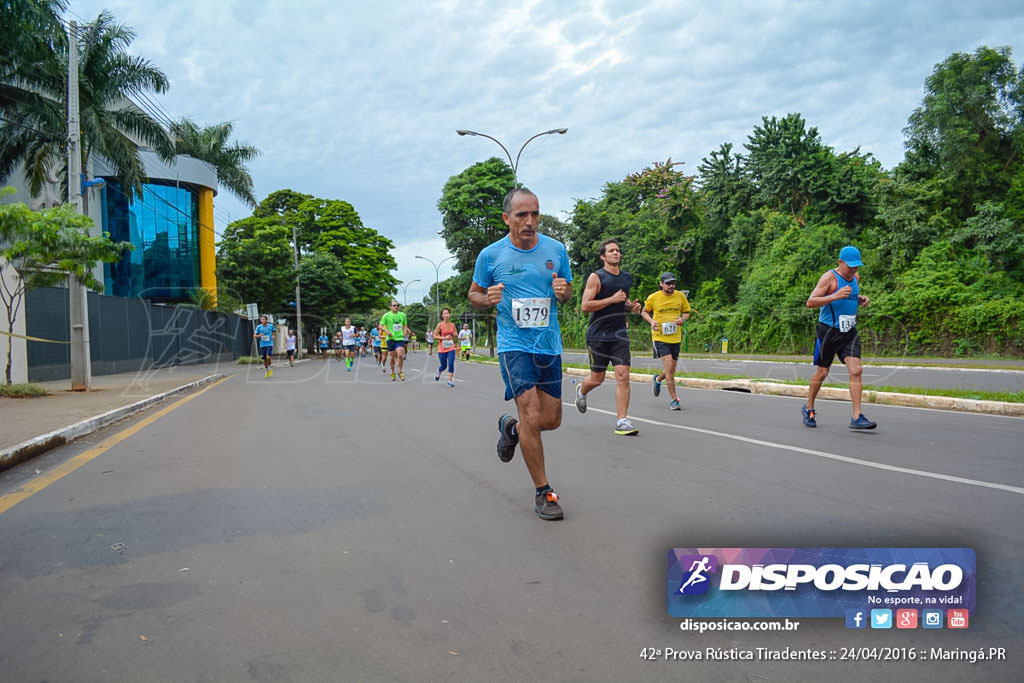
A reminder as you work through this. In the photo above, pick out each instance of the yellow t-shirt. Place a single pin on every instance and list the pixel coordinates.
(666, 310)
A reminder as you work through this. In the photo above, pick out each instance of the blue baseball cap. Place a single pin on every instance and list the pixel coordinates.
(851, 256)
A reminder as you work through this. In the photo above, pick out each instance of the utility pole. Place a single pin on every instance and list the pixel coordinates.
(298, 292)
(81, 363)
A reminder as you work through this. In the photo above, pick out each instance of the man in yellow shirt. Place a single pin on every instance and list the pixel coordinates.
(666, 310)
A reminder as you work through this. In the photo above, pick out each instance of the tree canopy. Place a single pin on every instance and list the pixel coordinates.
(44, 248)
(344, 264)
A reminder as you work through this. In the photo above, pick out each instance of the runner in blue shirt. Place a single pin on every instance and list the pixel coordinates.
(525, 274)
(264, 334)
(838, 295)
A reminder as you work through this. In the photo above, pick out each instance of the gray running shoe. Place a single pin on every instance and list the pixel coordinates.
(625, 428)
(547, 506)
(862, 423)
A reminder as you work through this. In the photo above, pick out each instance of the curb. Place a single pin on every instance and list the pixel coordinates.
(34, 446)
(883, 397)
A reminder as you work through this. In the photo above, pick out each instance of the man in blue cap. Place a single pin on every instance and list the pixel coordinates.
(838, 296)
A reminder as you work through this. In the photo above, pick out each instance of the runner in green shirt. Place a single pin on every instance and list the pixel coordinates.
(394, 324)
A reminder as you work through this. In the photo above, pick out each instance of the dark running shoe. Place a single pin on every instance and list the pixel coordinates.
(862, 423)
(547, 506)
(581, 398)
(507, 439)
(625, 428)
(809, 420)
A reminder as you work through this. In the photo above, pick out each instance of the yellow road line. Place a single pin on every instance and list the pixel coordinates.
(62, 470)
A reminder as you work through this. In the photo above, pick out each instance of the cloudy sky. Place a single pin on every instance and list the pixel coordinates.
(360, 100)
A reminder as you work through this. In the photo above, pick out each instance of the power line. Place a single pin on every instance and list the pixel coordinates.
(41, 134)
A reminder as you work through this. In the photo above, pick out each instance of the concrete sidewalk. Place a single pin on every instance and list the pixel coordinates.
(23, 420)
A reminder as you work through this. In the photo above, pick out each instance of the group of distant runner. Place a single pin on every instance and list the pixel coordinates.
(524, 275)
(388, 342)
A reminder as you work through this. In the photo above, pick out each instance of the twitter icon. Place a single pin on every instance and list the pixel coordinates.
(882, 619)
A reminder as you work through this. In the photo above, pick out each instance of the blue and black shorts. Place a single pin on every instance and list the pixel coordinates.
(522, 371)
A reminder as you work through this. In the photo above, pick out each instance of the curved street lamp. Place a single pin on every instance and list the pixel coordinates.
(515, 164)
(404, 291)
(437, 284)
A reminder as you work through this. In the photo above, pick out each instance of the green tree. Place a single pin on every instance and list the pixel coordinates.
(969, 127)
(32, 33)
(471, 209)
(471, 215)
(45, 248)
(255, 263)
(326, 289)
(210, 143)
(35, 128)
(260, 247)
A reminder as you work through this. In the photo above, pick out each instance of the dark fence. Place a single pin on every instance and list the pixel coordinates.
(128, 335)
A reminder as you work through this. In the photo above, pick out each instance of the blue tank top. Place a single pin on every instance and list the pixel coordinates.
(837, 313)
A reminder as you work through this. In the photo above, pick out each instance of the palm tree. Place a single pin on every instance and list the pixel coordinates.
(35, 127)
(210, 144)
(31, 31)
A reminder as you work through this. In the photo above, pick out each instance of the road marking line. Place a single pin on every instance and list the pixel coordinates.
(822, 454)
(64, 469)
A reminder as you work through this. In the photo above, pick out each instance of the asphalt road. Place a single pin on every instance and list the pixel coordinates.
(888, 372)
(325, 525)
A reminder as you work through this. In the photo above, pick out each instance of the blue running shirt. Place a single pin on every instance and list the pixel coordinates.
(842, 313)
(527, 314)
(265, 333)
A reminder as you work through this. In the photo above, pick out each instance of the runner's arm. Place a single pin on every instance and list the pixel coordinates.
(820, 296)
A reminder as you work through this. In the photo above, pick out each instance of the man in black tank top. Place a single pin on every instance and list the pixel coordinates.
(606, 299)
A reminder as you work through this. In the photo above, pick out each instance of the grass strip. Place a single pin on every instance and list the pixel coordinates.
(22, 390)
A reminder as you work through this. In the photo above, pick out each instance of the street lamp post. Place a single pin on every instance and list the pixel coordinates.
(437, 284)
(404, 291)
(515, 164)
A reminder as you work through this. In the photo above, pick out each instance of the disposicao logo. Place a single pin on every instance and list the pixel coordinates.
(817, 582)
(696, 581)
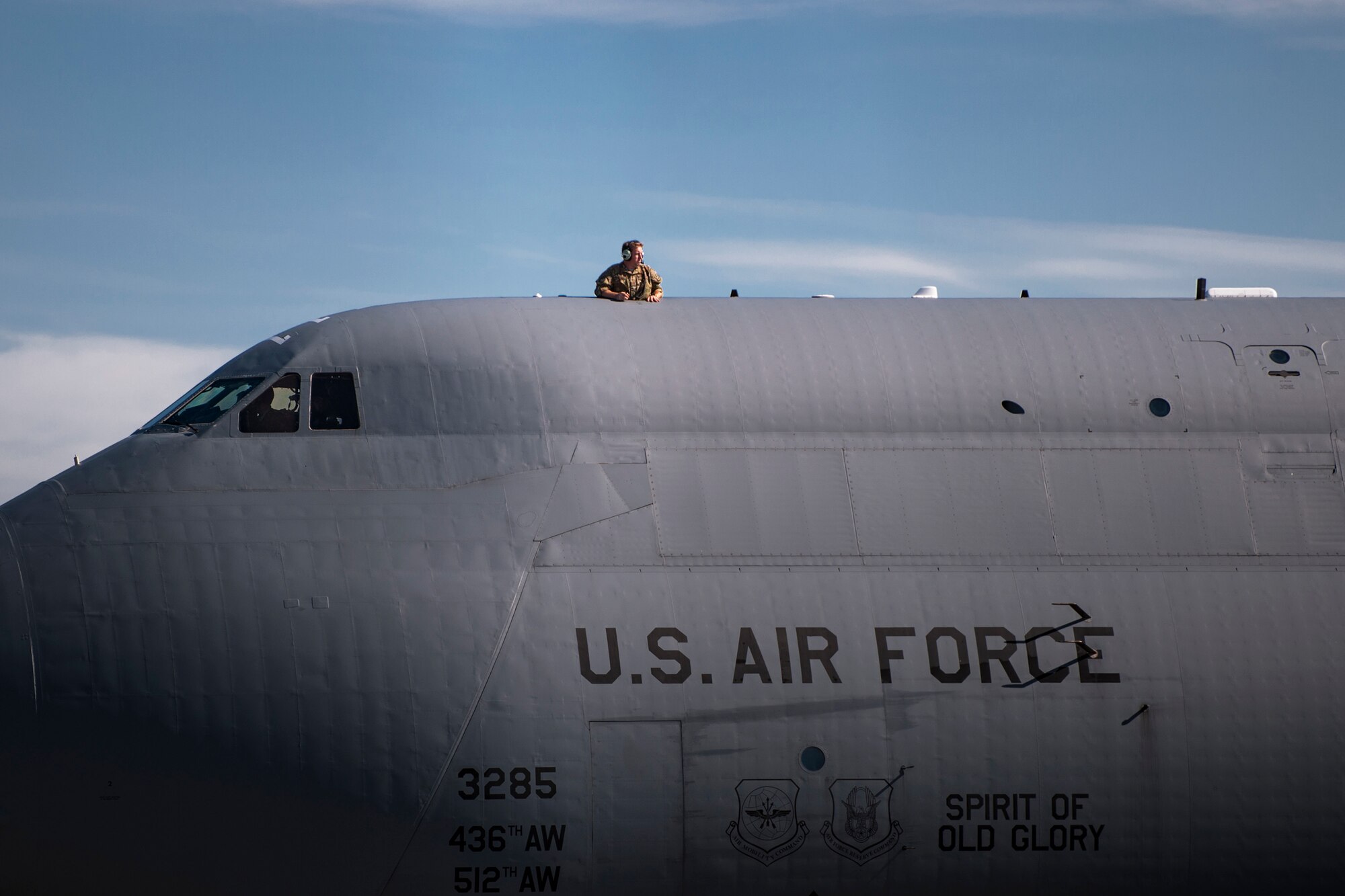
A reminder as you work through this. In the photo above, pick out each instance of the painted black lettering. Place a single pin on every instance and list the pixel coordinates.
(614, 658)
(782, 645)
(824, 655)
(960, 642)
(1003, 654)
(1035, 662)
(545, 838)
(1086, 674)
(684, 665)
(540, 879)
(748, 646)
(887, 653)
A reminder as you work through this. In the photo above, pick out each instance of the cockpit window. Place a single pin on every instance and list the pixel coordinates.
(333, 405)
(215, 400)
(276, 409)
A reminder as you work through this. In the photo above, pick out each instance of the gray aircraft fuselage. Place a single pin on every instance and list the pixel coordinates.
(712, 596)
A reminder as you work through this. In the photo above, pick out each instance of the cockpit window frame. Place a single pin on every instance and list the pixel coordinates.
(309, 411)
(165, 421)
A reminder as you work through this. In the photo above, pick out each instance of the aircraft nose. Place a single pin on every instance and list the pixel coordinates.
(17, 666)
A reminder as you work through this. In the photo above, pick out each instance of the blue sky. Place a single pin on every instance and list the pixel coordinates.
(182, 179)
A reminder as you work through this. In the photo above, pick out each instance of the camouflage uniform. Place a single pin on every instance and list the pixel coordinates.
(641, 283)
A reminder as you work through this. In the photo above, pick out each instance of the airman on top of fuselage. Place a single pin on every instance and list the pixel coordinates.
(630, 279)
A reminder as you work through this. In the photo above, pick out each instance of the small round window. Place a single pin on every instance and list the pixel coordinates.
(813, 759)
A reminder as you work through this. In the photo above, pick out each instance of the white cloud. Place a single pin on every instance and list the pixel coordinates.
(67, 396)
(984, 255)
(685, 13)
(818, 260)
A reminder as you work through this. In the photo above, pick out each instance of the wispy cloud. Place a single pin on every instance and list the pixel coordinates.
(833, 261)
(984, 255)
(685, 13)
(67, 396)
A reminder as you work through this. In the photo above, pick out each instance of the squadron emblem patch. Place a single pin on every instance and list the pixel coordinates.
(861, 826)
(769, 826)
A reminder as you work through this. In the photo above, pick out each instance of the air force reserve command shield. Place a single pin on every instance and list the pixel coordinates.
(769, 826)
(861, 826)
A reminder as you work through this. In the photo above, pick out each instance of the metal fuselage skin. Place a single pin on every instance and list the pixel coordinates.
(701, 598)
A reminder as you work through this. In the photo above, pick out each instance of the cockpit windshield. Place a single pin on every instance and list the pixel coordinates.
(215, 400)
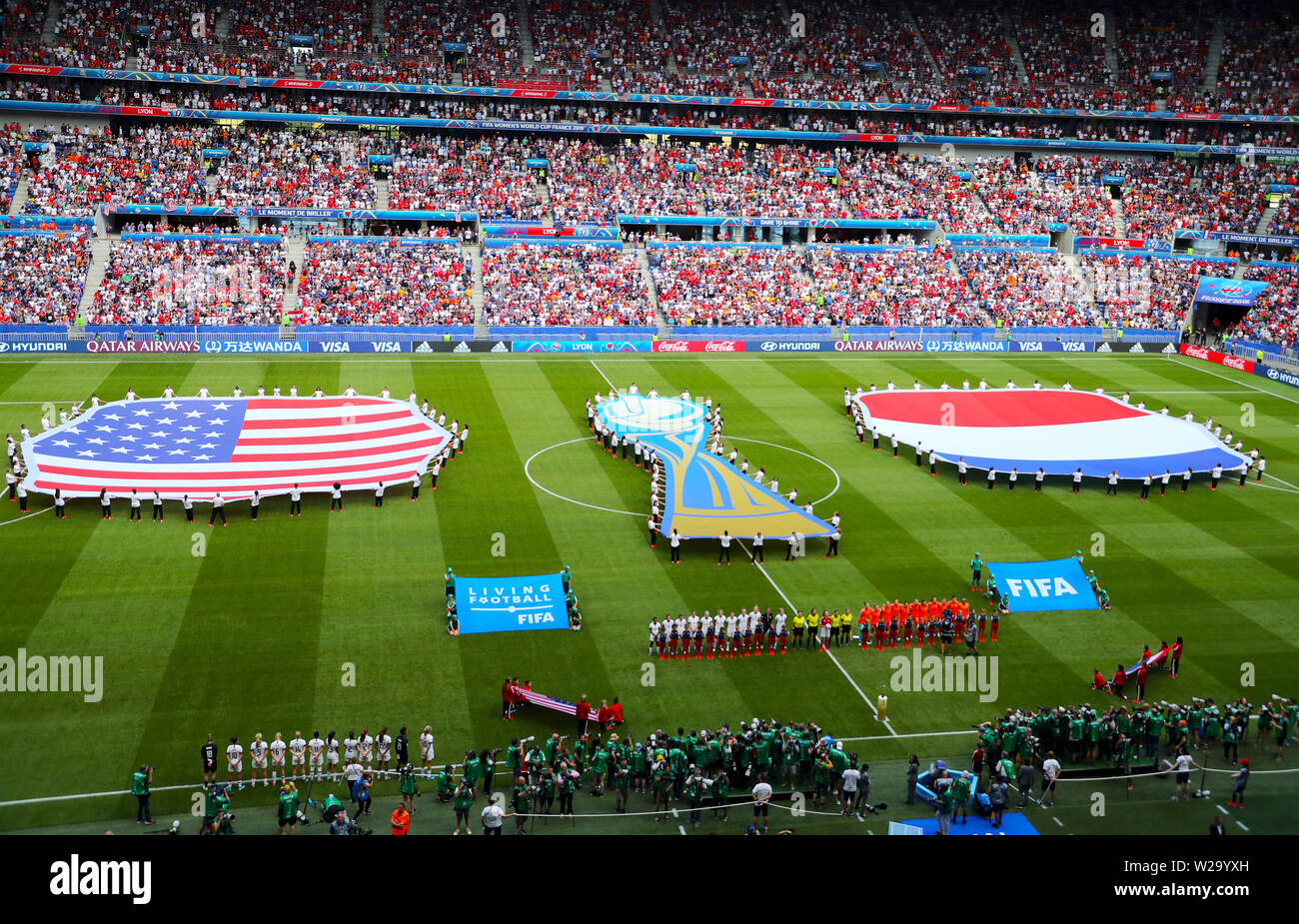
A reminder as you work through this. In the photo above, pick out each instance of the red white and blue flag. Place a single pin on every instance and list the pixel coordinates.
+++
Output the records above exactly; leave out the pictures.

**SOLUTION FOR THIS PROBLEM**
A reminder as you work through this. In the photo above, pick out each instance of the yellow t-shirt. Place a single pin on every instance and list the pixel coordinates.
(666, 310)
A reminder as you work through this. In the photo above, pick out each instance of the blue baseball cap. Place a single pin on every instance and list the pixel coordinates.
(851, 256)
A reminder as you work through this. In the photo above, pick out each instance of the utility pole. Place a single pin on every instance and list the pixel coordinates.
(298, 292)
(81, 363)
A reminder as you work through this. In the photo above, pick out each instance of the man in yellow shirt. Place a single pin on every instance and list the pixel coordinates.
(666, 310)
A reminder as you work through this. In the photo above, pick out each instance of the tree canopy. Place a single pin on every instance and list the pixel coordinates.
(44, 248)
(344, 264)
A reminder as you work through this. In the photo above, pick out each instance of the runner in blue shirt. Place a single pin on every instance and list the pixel coordinates.
(525, 274)
(264, 334)
(838, 295)
A reminder as you work through this. In the photo above, pick out each instance of the gray running shoe. Place a single pin on every instance and list the pixel coordinates.
(625, 428)
(547, 506)
(862, 423)
A reminder as you work through this. In the photo above, pick out each instance of the curb. Place a single pin on every instance and list the pixel coordinates.
(34, 446)
(883, 397)
A reminder as you work through this. In the photo above, pick out each instance of the man in blue cap. Place a single pin on every instance and list the pixel coordinates.
(838, 296)
A reminder as you work through this. In the photo above, pick out each instance of the runner in green shirt. Place a single pin on every instance and list the pixel coordinates.
(394, 324)
A reminder as you work through this. In the photo above, pick out each instance of the dark running shoe. Place a single pin on every instance and list the pixel coordinates.
(862, 423)
(547, 506)
(581, 398)
(507, 439)
(625, 428)
(809, 420)
A reminder as you work through this. In the photo above, pick out each instance of the yellow road line. Place a single pin on every instance and list the pixel coordinates.
(62, 470)
A reminder as you work through this. In the photo above, pick out each instance of the cloudy sky. Place a single pin on every instance and list the pixel coordinates.
(360, 100)
A reminder as you work through this. In the photo above, pick out each instance of the power line. Place a single pin on every instance and list the pixel coordinates.
(41, 134)
A reminder as you work through this. In the photo above, pick out each instance of the concrete sidewalk. Place a single pin on every instance and list the pixel coordinates.
(23, 420)
A reminder as you work through this. In the photo above, pick out each instance of the group of distant runner. Place a single pin on every instance and list the pixel coordinates.
(524, 275)
(388, 342)
A reminder as you work through this. In the photo above, pick out each instance of the twitter icon. Place a single pin on every instance and list the pixel coordinates.
(882, 619)
A reminder as you work through this. In the photo above, pick out each instance of the blue and black shorts. Place a single pin on every instance and list the pixel coordinates.
(522, 371)
A reminder as you work through this. In the photo above, pick out each instance of the curved street lamp. Place a single pin on every instance and list the pixel coordinates.
(515, 164)
(404, 291)
(437, 284)
A reminder as you work through this. In the photo above, pick out each instance of the green tree. Place a single pin on every instance and list the pixel coordinates.
(969, 127)
(32, 33)
(471, 209)
(471, 215)
(45, 248)
(255, 263)
(326, 289)
(210, 143)
(35, 128)
(260, 247)
A reminder as you work through this. In the photo above, pick out each instance of the dark fence. Place a single pin on every instance and list the pixel coordinates.
(128, 335)
A reminder as you work through this. In the photo above, pick out each instance of the blue tank top. Place a single pin on every instance and list the pixel coordinates.
(837, 313)
A reminder as you work through this. In the photo above, pick out each instance of the palm tree. Place a single pin on every instance and list the pixel coordinates.
(35, 127)
(210, 144)
(31, 31)
A reminder as you work through this. In the photo above, pick out each instance of the road marking line. Place a single pin on every instance and list the pixel coordinates.
(822, 454)
(64, 469)
A reminder as you work through this. In the photo above, pick out each instance of the asphalt road. Place a single pin on every instance and list the pixel coordinates.
(888, 372)
(325, 525)
A reminder as you work through this. In the photo above, pick out each instance of the blue running shirt. Place a single pin on every instance and list the pixel coordinates.
(842, 313)
(527, 314)
(265, 333)
A reminder as you work through this. In the photo above, pick out each instance of the runner's arm. Place a single pin on every instance and list the pixel coordinates.
(820, 296)
A reminder as you work through this. In the photo above, pick out each instance of the man in black tank top. Place a single pin on every instance and list the pixel coordinates.
(606, 299)
A reminder as you work through this. In the photo above, pick out each instance of the grass strip. Place a single pin on every instance and list the pixel coordinates.
(22, 390)
A reminder as you work through this. In the photo above, pick out each instance of the street lamp post. Place a single pin on every instance and list the pixel coordinates.
(437, 284)
(404, 291)
(515, 164)
A reminder as you work through this. In the photo above, pick out each instance of the disposicao logo. Place a single pin on every instance and list the pixel coordinates.
(817, 582)
(696, 581)
A reminder as you work through this. In the photo above, pick out each instance of the painted black lettering. Place a single pin on every instance and list the pixel coordinates.
(614, 658)
(782, 645)
(824, 655)
(960, 642)
(1003, 654)
(1035, 662)
(545, 838)
(1086, 674)
(684, 665)
(540, 879)
(748, 646)
(887, 653)
A reminder as you work through this. In the photo above, pick out each instance of the cockpit window. Place a single pin on every instance and list the pixel coordinates.
(333, 405)
(215, 400)
(276, 409)
A reminder as you work through this. In the photo above, pick out each instance of the gray aircraft fuselage. Place a single pin on every instance and list the pixel coordinates.
(712, 596)
A reminder as you work through this. In the photo above, pick out each instance of the cockpit window frame. Place a single pin on every instance and list the pixel coordinates.
(309, 411)
(165, 421)
A reminder as you work through this. In the photo above, pick out each instance of the aircraft nose. Place a single pin on every instance and list the pixel coordinates.
(17, 666)
A reminder as you work through this. In the photo above, pick out each instance of the blue sky. Place a single pin on every instance and list the pixel coordinates.
(182, 179)
A reminder as you work through this. In the photo above, pick out each instance of the camouflage uniform. Place a single pin on every instance and list the pixel coordinates.
(641, 283)
A reminder as you work through this. In the photo above, pick out each instance of the airman on top of fuselage. Place a single pin on every instance and list the pixel coordinates.
(630, 279)
A reminder as you work through this. In the photo above, pick out each instance of the small round window. Place a single pin on every instance and list the pixel coordinates.
(813, 759)
A reminder as you work through this. In the photo above, pick out each instance of the white cloud. Place a single pin on every instance and list the pixel coordinates.
(67, 396)
(984, 255)
(685, 13)
(818, 260)
A reminder as you work through this. In the photo above, pick out each instance of the wispy cloud. Place a single pin on every instance and list the pixel coordinates.
(833, 261)
(984, 255)
(685, 13)
(67, 396)
A reminder as you work through this. In the photo above, pick out each instance of the squadron emblem patch. Place a single pin on every instance and list the pixel coordinates.
(861, 826)
(769, 826)
A reminder as you work through this. In the photo above, pick out each instance of the air force reserve command shield. Place a single pin on every instance and list the pixel coordinates.
(769, 826)
(861, 826)
A reminder as you work through this. In the photo above, pick out each instance of the metal fuselage skin. Place a single pin on every instance and list the pixel coordinates.
(701, 598)
A reminder as you work through this. In the photo above, pick out each instance of the cockpit windshield. Place a single pin on every instance and list the pixel coordinates.
(215, 400)
A reminder as you work through this. In the photo above, pick out each instance of the red white and blue flag. Place a single pin on every instance and list the pixel coordinates.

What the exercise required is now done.